### Listed records
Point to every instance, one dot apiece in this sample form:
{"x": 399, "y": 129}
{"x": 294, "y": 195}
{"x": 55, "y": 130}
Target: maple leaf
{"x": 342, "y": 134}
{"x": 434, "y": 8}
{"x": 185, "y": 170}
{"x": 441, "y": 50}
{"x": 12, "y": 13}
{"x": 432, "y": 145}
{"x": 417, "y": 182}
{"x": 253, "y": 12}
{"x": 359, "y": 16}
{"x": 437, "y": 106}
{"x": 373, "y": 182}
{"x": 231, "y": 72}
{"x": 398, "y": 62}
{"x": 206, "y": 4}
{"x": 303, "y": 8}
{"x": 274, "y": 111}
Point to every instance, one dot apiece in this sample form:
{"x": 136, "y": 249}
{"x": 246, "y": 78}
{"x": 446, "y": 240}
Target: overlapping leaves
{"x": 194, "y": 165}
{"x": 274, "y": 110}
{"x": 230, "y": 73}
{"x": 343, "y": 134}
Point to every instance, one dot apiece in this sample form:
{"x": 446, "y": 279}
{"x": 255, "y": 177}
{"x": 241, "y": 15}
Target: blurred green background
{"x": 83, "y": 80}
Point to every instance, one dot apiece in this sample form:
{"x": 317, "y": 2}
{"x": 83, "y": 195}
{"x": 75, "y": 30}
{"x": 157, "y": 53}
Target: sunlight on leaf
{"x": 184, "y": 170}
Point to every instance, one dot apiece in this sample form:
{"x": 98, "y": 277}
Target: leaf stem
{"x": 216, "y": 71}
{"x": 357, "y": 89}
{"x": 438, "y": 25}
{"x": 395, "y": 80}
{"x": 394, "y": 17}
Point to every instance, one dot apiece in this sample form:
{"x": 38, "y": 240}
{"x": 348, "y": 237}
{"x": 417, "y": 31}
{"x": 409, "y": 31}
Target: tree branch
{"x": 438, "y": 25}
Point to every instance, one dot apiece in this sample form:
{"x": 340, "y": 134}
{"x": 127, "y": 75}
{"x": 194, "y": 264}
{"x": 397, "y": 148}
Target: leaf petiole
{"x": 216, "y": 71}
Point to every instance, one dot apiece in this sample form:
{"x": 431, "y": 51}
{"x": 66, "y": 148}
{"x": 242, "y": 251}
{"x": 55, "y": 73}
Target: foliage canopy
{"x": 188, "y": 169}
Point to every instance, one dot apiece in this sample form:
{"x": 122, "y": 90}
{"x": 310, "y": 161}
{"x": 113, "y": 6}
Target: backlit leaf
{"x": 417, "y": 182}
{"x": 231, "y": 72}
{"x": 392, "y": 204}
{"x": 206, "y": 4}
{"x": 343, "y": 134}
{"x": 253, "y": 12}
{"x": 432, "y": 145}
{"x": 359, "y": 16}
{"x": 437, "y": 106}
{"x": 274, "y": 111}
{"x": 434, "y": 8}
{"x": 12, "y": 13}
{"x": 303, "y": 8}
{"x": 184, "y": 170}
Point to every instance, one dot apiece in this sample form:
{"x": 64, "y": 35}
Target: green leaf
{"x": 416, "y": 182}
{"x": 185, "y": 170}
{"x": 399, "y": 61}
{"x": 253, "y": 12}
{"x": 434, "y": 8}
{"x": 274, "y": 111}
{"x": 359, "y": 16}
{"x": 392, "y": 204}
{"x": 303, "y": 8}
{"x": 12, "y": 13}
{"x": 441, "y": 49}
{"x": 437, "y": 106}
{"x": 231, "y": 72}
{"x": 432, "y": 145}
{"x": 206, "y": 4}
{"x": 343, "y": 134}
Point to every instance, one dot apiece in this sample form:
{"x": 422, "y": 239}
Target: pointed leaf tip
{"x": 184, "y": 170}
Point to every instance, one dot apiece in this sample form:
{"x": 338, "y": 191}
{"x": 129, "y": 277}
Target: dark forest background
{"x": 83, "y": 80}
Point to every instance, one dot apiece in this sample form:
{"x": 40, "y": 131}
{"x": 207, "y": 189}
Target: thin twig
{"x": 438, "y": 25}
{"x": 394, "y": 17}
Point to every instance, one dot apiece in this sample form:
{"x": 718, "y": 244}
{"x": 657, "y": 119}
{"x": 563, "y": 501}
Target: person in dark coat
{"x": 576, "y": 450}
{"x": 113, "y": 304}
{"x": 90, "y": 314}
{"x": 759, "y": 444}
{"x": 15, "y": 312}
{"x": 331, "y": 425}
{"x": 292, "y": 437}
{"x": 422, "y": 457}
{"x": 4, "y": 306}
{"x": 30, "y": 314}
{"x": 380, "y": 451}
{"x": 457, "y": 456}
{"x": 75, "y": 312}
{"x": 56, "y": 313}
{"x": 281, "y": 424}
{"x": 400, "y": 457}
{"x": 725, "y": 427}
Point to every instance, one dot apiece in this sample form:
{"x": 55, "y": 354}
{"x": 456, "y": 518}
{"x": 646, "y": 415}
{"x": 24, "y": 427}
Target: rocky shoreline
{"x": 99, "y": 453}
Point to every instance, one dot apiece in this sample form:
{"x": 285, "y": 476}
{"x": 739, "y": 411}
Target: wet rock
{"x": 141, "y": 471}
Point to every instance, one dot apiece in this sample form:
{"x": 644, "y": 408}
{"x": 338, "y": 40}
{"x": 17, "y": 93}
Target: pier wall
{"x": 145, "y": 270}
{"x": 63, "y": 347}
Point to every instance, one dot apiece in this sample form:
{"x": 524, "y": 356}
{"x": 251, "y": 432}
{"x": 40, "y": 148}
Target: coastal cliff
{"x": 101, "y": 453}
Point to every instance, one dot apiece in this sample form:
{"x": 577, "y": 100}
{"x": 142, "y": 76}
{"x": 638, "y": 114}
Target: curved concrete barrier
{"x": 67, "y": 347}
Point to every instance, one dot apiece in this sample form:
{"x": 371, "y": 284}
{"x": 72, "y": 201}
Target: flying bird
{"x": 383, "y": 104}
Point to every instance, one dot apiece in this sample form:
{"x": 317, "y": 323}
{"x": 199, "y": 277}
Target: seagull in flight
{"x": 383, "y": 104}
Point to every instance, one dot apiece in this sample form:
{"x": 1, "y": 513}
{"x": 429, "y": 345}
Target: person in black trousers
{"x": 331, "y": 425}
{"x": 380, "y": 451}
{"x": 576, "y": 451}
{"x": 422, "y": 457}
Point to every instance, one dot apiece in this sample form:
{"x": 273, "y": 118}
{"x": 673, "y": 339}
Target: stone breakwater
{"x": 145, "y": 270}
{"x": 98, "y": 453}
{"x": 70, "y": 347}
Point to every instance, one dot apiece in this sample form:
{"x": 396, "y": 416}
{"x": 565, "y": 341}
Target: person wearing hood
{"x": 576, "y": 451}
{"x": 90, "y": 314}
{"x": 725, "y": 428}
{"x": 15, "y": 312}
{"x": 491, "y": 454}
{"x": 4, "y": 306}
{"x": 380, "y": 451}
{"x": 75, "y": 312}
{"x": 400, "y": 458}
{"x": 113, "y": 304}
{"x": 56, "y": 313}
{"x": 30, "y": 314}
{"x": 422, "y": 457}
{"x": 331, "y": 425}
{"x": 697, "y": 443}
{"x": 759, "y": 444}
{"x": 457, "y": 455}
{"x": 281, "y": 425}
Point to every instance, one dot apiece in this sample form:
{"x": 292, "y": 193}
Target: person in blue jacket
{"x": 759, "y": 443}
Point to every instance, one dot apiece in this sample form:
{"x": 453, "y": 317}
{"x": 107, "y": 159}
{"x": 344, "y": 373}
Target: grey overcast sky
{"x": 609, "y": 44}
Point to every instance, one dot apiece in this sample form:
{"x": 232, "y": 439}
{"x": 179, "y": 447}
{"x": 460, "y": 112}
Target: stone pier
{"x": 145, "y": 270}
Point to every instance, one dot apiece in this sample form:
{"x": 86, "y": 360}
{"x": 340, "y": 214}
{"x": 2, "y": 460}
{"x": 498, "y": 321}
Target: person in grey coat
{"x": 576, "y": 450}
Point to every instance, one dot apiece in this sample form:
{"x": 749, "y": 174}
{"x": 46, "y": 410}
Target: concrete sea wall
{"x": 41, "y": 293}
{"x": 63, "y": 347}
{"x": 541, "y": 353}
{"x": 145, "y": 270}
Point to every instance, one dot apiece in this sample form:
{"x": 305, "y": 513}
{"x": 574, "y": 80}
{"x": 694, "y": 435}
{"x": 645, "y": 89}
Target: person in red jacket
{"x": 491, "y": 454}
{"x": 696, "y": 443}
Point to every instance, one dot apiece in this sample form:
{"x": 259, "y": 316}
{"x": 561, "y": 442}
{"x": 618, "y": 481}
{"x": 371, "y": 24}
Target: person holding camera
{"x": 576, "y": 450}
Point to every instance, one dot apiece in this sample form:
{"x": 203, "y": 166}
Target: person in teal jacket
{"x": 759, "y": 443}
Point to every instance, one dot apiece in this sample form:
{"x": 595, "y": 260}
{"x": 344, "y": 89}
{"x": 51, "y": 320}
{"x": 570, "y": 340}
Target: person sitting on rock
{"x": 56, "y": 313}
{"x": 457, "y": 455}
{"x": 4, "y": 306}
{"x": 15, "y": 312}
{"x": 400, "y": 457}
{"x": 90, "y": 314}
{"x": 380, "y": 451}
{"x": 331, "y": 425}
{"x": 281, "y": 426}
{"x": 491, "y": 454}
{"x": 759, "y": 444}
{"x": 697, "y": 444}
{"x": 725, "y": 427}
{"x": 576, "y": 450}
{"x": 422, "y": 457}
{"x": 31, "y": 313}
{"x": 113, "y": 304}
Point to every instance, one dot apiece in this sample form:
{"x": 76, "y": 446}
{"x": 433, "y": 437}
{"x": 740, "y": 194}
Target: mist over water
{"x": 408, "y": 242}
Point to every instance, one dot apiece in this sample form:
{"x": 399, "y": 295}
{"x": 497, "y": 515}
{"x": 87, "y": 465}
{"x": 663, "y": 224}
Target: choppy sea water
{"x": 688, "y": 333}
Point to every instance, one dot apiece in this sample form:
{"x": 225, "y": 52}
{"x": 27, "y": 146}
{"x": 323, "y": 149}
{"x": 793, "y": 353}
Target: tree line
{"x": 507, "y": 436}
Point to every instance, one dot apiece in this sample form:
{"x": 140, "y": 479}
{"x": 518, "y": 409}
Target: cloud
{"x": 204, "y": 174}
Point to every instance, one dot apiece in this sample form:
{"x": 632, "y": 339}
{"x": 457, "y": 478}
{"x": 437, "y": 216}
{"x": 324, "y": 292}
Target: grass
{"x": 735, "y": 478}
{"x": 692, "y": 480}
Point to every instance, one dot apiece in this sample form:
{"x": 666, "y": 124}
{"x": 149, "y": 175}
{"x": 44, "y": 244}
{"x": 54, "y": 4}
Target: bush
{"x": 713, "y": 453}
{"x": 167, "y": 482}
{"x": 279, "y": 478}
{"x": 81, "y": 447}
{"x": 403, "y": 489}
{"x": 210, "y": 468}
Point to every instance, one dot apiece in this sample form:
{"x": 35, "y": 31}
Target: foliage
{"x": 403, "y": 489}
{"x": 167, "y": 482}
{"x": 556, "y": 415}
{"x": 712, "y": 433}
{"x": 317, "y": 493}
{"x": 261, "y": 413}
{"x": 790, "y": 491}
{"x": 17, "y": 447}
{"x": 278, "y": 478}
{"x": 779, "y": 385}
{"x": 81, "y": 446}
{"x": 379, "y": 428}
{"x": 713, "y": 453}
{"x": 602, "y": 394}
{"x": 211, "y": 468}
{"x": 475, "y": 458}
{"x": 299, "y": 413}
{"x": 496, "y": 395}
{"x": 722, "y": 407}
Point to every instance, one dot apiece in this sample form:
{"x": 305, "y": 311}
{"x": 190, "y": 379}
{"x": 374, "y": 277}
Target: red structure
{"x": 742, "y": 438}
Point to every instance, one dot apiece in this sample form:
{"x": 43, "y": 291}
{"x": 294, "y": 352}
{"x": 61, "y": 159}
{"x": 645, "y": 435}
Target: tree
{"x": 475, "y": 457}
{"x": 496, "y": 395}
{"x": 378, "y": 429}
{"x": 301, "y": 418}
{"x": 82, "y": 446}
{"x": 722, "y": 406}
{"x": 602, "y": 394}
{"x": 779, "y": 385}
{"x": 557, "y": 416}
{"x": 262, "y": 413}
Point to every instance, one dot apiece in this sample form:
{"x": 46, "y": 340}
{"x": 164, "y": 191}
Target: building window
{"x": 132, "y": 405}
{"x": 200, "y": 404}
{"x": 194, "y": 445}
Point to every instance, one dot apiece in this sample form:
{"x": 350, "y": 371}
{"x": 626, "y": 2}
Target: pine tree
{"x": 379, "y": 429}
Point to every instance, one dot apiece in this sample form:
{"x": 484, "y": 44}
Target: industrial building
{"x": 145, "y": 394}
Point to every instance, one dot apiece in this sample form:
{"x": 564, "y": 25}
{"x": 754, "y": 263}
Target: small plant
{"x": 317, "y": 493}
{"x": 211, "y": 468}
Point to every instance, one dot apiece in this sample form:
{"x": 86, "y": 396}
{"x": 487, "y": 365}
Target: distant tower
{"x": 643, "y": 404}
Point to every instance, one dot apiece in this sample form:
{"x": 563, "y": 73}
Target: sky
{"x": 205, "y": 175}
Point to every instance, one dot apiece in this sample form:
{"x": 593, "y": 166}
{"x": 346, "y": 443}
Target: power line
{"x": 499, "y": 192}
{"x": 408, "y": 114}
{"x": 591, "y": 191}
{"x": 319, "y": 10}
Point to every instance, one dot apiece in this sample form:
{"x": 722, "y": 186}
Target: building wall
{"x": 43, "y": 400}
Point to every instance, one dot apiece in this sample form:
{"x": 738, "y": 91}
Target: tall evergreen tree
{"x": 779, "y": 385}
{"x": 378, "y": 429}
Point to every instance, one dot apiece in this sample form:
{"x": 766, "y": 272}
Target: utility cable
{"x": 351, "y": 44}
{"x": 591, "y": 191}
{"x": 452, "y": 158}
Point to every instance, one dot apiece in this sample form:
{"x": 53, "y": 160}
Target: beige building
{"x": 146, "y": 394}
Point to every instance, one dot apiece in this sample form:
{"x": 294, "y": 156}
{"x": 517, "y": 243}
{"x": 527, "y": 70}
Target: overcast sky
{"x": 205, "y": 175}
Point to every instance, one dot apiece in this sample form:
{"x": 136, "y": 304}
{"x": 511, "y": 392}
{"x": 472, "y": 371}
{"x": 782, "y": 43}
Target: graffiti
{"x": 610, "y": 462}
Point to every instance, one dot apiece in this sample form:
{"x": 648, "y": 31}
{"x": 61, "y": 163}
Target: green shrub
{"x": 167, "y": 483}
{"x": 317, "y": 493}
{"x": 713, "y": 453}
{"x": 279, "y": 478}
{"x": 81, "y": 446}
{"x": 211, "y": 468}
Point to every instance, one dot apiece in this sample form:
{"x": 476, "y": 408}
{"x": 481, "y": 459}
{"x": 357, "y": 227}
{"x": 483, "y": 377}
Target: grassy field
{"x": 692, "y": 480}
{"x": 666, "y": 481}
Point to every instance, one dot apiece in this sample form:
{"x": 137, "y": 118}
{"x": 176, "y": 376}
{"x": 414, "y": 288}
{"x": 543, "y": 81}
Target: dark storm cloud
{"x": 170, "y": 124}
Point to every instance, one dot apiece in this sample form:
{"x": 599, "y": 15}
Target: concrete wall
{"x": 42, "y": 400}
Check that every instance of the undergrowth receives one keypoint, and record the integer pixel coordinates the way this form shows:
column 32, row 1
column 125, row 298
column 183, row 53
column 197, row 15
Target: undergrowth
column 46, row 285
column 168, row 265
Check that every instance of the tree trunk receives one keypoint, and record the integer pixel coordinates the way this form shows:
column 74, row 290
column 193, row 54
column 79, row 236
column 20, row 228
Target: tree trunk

### Problem description
Tell how many lines in the material contain the word "integer". Only the number is wanted.

### Exercise solution
2